▶ [Fragmento proporcionado]:
——

Itinerario de Iniciación Cristiana.
Etapa IV: Opción y Compromiso.
Plan Intensivo de Formación.
Sesión Nº 9.
La Oración!!!
1. Qué es la oración
En castellano se cuenta con dos vocablos para designar la
relación consciente y coloquial del hombre con Dios: plegaria y
oración. La palabra “plegaria” proviene del verbo latino precor, que
significa rogar, acudir a alguien solicitando un beneficio. El término
“oración” proviene del sustantivo latino oratio, que significa habla,
discurso, lenguaje.
Las definiciones que se dan de la oración, suelen reflejar
estas diferencias de matiz que acabamos de encontrar al aludir a la
terminología. Por ejemplo, San Juan Damasceno, la considera como
«la elevación del alma a Dios y la petición de bienes convenientes»;
mientras que para San Juan Clímaco se trata más bien de una
«conversación familiar y unión del hombre con Dios».
La oración es absolutamente necesaria para la vida
espiritual. Es como la respiración que permite que la vida del
espíritu se desarrolle. En la oración se actualiza la fe en la presencia
de Dios y de su amor. Se fomenta la esperanza que lleva a orientar la
vida hacia Él y a confiar en su providencia. Y se agranda el corazón
al responder con el propio amor al Amor divino.
En la oración, el alma, conducida por el Espíritu Santo desde
lo más hondo de sí misma (cfr. Catecismo, 2562), se une a Cristo,
maestro, modelo y camino de toda oración cristiana (cfr. Catecismo,
2599 ss.), y con Cristo, por Cristo y en Cristo, se dirige a Dios Padre,
participando de la riqueza del vivir trinitario (cfr. Catecismo, 25592564). De ahí la importancia que en la vida de oración tiene la
Liturgia y, en su centro, la Eucaristía.
2. Contenidos de la oración
Los contenidos de la oración, como los de
todo diálogo de amor, pueden ser múltiples y
variados. Cabe, sin embargo, destacar algunos
especialmente significativos:
Petición.
Es frecuente la referencia a la oración impetratoria a lo
largo de toda la Sagrada Escritura; también en labios de Jesús,
que no sólo acude a ella, sino que invita a pedir, encareciendo el
valor y la importancia de una plegaria sencilla y confiada. La
tradición cristiana ha reiterado esa invitación, poniéndola en
práctica de muchas maneras: petición de perdón, petición por la
propia salvación y por la de los demás, petición por la Iglesia y por
el apostolado, petición por las más variadas necesidades, etc.
De hecho, la oración de petición forma parte de la
experiencia religiosa universal. El reconocimiento, aunque en
ocasiones difuso, de la realidad de Dios (o más genéricamente de
un ser superior), provoca la tendencia a dirigirse a Él, solicitando
su protección y su ayuda. Ciertamente la oración no se agota en la
plegaria, pero la petición es manifestación decisiva de la oración
en cuanto reconocimiento y expresión de la condición creada del
ser humano y de su dependencia absoluta de un Dios cuyo amor la
fe nos da conocer de manera plena (cfr. Catecismo, 2629.2635).

——

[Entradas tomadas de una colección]
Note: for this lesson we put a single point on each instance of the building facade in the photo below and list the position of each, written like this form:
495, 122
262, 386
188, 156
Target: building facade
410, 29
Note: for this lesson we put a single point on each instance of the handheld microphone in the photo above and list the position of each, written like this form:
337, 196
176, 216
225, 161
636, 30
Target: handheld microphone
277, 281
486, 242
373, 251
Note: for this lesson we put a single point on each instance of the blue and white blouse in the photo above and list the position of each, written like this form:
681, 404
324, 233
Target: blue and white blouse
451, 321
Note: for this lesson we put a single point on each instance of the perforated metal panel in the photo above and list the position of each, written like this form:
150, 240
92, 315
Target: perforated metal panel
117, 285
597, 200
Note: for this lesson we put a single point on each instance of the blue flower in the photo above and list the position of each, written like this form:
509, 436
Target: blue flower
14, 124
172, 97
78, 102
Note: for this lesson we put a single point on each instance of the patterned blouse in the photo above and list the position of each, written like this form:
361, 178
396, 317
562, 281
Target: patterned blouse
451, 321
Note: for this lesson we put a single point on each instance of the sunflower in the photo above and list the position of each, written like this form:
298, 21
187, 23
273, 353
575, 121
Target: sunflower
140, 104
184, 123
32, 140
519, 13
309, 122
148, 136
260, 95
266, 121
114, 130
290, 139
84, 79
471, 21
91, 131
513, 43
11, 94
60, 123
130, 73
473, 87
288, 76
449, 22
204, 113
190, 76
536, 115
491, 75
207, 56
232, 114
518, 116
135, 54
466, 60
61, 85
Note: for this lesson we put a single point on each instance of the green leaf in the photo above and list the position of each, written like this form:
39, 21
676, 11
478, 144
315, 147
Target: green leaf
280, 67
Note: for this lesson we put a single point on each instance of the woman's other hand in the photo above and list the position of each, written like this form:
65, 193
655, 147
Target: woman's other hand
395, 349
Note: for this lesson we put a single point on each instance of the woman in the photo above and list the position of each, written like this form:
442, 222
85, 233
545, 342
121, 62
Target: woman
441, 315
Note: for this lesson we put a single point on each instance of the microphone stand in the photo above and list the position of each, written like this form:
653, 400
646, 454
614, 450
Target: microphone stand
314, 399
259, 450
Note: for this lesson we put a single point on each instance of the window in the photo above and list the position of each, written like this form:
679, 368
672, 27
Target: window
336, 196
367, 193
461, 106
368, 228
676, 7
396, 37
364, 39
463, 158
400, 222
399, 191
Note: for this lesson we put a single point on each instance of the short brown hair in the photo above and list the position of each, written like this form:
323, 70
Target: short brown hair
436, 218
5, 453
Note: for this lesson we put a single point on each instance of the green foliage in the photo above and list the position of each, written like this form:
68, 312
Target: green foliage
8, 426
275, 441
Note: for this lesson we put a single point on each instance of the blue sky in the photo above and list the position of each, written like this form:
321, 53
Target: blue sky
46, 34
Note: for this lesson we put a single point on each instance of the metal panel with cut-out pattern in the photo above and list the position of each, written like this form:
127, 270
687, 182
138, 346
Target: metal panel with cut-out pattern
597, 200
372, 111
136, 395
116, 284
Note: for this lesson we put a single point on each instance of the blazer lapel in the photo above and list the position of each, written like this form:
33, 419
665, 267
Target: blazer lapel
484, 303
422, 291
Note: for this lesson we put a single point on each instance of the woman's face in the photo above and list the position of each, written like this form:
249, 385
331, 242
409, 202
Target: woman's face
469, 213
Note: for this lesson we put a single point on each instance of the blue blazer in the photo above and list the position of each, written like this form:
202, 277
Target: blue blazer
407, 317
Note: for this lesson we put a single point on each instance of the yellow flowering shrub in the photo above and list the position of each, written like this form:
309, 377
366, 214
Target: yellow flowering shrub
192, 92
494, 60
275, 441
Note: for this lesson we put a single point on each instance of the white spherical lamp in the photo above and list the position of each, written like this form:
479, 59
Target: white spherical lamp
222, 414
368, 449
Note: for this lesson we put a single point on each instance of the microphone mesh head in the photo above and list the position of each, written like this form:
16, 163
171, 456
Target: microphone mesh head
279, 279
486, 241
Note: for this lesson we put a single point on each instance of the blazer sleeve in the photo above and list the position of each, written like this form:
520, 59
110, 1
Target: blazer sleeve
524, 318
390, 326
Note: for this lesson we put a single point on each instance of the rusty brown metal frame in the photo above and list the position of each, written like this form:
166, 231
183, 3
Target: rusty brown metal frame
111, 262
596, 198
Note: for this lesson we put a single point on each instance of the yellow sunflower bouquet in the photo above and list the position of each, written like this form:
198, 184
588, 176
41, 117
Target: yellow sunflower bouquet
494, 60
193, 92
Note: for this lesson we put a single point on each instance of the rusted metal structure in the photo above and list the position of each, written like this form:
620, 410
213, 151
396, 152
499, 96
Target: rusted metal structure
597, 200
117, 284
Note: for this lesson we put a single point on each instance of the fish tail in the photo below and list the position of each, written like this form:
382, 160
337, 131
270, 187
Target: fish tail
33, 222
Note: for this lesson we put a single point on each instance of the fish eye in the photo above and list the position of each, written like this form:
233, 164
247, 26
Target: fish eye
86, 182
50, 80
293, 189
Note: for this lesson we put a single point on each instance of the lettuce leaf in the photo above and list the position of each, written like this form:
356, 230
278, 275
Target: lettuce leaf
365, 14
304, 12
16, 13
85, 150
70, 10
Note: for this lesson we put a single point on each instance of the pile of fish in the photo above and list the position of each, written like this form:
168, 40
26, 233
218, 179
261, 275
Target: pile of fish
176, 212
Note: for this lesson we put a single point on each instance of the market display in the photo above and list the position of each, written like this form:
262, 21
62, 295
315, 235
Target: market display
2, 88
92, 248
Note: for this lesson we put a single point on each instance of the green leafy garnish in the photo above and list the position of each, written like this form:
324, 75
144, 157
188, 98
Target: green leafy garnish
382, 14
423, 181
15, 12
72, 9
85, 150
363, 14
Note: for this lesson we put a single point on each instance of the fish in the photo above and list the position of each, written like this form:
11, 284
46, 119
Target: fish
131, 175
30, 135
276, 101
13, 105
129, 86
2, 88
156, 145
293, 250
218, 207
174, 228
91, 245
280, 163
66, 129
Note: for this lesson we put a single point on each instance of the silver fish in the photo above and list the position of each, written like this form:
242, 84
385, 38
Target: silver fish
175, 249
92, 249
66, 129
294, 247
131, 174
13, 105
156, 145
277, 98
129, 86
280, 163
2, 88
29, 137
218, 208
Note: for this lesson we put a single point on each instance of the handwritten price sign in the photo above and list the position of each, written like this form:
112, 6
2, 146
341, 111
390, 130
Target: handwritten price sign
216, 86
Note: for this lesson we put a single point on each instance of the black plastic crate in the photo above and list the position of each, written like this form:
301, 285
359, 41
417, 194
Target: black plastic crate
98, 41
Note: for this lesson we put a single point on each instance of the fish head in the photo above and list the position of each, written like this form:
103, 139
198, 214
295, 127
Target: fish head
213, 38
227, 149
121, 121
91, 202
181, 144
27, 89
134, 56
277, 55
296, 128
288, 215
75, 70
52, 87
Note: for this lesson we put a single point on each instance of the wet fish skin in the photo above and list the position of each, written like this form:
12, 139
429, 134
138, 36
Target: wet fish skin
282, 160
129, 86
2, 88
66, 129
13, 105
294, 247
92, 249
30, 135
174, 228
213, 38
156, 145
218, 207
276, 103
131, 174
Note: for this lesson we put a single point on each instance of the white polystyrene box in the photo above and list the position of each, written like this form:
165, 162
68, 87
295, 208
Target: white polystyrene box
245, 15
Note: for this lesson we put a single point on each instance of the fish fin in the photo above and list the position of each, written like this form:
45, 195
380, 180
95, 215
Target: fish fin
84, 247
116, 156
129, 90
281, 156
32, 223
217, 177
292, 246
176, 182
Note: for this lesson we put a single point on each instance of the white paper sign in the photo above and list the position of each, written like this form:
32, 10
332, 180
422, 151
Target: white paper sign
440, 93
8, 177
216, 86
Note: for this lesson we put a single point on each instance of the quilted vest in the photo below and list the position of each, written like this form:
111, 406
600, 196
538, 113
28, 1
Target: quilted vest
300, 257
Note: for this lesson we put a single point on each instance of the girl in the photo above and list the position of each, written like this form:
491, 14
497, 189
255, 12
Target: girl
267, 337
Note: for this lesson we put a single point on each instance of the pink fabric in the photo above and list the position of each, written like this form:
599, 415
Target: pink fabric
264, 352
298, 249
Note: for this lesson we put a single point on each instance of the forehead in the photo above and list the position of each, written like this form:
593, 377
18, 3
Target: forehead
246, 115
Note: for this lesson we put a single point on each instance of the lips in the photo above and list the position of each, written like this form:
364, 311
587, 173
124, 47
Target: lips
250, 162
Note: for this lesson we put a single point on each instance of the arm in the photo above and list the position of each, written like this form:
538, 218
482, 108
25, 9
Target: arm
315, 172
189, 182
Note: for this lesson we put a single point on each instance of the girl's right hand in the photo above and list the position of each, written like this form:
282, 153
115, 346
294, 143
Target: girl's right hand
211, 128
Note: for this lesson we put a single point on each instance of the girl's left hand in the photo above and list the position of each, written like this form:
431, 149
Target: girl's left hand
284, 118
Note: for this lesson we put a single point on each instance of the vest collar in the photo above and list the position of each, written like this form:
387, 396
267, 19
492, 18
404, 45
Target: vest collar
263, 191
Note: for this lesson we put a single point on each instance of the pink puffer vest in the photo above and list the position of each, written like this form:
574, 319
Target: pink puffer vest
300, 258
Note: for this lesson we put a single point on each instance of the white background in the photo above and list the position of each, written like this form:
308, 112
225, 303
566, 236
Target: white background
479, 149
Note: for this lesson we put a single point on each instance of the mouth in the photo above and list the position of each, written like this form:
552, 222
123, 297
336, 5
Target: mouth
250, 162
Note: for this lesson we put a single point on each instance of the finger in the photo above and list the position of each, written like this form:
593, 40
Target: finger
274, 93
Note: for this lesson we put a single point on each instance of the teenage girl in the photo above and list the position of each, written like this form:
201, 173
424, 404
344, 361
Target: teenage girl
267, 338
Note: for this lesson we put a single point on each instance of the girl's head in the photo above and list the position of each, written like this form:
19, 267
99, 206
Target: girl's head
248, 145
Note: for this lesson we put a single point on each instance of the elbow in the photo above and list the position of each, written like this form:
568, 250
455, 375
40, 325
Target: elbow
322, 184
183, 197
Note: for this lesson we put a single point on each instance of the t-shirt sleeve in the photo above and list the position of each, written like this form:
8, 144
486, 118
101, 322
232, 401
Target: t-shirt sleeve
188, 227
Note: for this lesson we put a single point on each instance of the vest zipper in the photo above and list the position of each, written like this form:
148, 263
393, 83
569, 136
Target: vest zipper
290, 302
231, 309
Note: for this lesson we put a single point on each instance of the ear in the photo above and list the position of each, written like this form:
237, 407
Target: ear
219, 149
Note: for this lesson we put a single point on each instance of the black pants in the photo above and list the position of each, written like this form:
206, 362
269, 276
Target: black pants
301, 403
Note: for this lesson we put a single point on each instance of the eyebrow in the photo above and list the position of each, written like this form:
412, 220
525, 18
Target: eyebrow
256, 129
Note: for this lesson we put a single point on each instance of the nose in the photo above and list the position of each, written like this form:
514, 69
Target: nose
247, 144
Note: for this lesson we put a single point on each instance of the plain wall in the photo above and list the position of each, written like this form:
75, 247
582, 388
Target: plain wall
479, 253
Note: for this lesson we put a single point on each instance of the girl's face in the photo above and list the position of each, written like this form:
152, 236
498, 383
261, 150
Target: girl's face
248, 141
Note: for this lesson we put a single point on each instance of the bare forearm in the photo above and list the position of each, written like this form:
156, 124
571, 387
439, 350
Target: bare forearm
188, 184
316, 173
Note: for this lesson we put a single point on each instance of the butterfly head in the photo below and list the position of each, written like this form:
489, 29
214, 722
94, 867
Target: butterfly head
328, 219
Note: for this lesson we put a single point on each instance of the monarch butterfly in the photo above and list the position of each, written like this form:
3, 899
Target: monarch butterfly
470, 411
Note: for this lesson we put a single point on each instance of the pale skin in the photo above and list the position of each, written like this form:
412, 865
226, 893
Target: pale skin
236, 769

——

▶ [Objetivo]:
Escribe la continuación del texto sobre la oración a partir de su última frase. Los ítems proceden de otra fuente distinta.

▶ [Respuesta]:
Acción de gracias.
El reconocimiento de los bienes recibidos y, a través de
ellos, de la magnificencia y misericordia divinas, impulsa a dirigir
el espíritu hacia Dios para proclamar y agradecerle sus beneficios.
La actitud de acción de gracias llena desde el principio hasta el fin
la Sagrada Escritura y la historia de la espiritualidad. Una y otra
ponen de manifiesto que, cuando esa actitud arraiga en el alma, da
lugar a un proceso que lleva a reconocer como don divino la
totalidad de lo que acontece, no sólo aquellas realidades que la
experiencia inmediata acredita como gratificantes, sino también de
aquellas otras que pueden parecer negativas o adversas.
Consciente de que el acontecer está situado bajo el
designio amoroso de Dios, el creyente sabe que todo
redunda en bien de quienes –cada hombre– son objeto
del amor divino (cfr. Rm 8, 28). «Acostúmbrate a elevar
tu corazón a Dios, en acción de gracias, muchas veces al
día. —Porque te da esto y lo otro. —Porque te han
despreciado. —Porque no tienes lo que necesitas o
porque lo tienes. Porque hizo tan hermosa a su Madre,
que es también Madre tuya. —Porque creó el Sol y la
Luna y aquel animal y aquella otra planta. —Porque
hizo a aquel hombre elocuente y a ti te hizo premioso...
Dale gracias por todo, porque todo es bueno».
Adoración y alabanza.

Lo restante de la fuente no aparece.